All six optimism indices -- volume of sales, net profits, selling prices, new orders, inventories and employees -- have registered a decline as compared to the previous quarter, the report said.
Business optimism for the July-September quarter slumped to a record low due to sharp rise in COVID-19 cases, the extension of lockdown in containment zones and staggered easing of restrictions, according to a report. Dun & Bradstreet Composite Business Optimism Index for the July-September quarter fell to a record low of 29.4. The index registered a decline of 40.6 per cent over the last quarter. The BOI covered about 350 senior executives in June this year.
“The spike in the number of positive COVID-19 cases, the extension of lockdown in containment zones and the staggered easing of restrictions affected the business optimism levels,” said Arun Singh, Global Chief Economist, Dun & Bradstreet. All six optimism indices — volume of sales, net profits, selling prices, new orders, inventories and employees — have registered a decline as compared to the previous quarter, the report said.

> Requirement 1:
In the business optimism report, what did the Dun & Bradstreet Composite Business Optimism Index fall to for the July-September quarter?
> Requirement 2:
Why did business optimism for the July-September quarter drop so sharply, according to the business optimism report?
> Requirement 3:
Rewrite the part of the business optimism report that opens with the words containing "Business optimism for" and closes with "June this year.", changing "July-September" to "third" throughout.

> Extracted material:
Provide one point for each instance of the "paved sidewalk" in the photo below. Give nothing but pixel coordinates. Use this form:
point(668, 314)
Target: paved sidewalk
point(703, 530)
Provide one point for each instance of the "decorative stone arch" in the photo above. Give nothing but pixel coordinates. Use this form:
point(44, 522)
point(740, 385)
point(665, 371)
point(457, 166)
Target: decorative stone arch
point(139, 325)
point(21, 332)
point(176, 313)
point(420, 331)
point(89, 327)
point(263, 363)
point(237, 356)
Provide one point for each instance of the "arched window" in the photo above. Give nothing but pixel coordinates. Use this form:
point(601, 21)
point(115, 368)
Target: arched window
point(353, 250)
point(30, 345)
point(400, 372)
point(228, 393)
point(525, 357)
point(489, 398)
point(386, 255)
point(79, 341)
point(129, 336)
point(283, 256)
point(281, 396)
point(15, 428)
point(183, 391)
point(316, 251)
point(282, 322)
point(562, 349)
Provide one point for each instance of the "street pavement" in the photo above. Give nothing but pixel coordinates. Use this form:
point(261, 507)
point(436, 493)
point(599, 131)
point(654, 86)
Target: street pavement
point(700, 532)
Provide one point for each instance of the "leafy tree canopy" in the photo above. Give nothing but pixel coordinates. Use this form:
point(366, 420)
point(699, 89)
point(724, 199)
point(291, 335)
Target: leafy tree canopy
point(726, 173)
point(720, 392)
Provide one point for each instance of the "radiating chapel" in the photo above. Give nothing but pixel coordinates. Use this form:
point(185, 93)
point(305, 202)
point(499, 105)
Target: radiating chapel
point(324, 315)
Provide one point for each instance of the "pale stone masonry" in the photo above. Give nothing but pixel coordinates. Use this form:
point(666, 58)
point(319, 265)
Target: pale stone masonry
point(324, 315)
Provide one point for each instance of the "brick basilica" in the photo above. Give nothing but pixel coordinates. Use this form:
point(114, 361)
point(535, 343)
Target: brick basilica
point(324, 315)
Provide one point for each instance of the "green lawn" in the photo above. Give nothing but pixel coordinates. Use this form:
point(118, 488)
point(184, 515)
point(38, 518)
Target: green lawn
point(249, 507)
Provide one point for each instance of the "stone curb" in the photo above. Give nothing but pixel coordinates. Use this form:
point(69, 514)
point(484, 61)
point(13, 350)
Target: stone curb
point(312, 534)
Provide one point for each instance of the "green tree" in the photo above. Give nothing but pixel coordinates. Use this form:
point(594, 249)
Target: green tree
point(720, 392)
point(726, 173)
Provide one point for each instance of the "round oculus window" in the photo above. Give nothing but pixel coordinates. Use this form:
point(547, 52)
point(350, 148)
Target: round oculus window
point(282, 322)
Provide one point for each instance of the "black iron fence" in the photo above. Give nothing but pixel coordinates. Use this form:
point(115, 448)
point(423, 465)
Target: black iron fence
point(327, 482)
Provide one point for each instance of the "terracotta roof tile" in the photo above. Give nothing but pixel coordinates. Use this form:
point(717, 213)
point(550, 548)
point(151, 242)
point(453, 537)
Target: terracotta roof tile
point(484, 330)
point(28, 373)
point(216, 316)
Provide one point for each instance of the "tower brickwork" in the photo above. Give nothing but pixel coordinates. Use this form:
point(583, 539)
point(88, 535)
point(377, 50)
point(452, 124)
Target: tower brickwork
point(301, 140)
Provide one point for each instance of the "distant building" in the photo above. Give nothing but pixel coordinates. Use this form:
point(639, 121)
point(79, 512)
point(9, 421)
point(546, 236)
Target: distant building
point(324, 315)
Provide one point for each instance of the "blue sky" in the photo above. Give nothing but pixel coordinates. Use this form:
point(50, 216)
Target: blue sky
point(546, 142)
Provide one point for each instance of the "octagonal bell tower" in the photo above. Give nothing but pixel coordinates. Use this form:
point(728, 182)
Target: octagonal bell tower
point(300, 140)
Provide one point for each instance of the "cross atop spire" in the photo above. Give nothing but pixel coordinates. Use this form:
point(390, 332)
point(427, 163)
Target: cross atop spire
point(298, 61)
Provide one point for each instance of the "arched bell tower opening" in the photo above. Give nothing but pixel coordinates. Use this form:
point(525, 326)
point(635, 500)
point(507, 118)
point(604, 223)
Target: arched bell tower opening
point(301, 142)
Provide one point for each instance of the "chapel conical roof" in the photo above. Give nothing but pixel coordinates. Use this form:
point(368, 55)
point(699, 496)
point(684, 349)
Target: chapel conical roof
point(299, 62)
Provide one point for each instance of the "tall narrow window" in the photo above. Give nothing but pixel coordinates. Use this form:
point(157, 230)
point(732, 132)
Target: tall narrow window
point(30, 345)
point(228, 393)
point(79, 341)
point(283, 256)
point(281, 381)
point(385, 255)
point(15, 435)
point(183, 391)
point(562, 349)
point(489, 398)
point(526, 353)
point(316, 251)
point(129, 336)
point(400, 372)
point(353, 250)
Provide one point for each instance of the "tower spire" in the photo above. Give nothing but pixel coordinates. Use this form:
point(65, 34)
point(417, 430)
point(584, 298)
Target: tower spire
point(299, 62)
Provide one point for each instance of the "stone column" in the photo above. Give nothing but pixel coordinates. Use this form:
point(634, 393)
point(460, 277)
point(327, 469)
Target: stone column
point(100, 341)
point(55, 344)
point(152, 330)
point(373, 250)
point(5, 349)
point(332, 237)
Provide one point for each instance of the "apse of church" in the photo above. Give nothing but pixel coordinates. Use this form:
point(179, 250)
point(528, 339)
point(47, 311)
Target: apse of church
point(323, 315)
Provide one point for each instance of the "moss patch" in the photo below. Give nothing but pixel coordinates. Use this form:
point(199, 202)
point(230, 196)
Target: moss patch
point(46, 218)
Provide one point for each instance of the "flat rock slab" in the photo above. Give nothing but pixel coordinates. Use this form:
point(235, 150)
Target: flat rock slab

> Problem solution 1:
It fell to a record low of 29.4.

> Problem solution 2:
The report attributes the slump to a sharp rise in COVID-19 cases, the extension of lockdown in containment zones and the staggered easing of restrictions. These factors pushed the index to a record low.

> Problem solution 3:
Business optimism for the third quarter slumped to a record low due to sharp rise in COVID-19 cases, the extension of lockdown in containment zones and staggered easing of restrictions, according to a report. Dun & Bradstreet Composite Business Optimism Index for the third quarter fell to a record low of 29.4. The index registered a decline of 40.6 per cent over the last quarter. The BOI covered about 350 senior executives in June this year.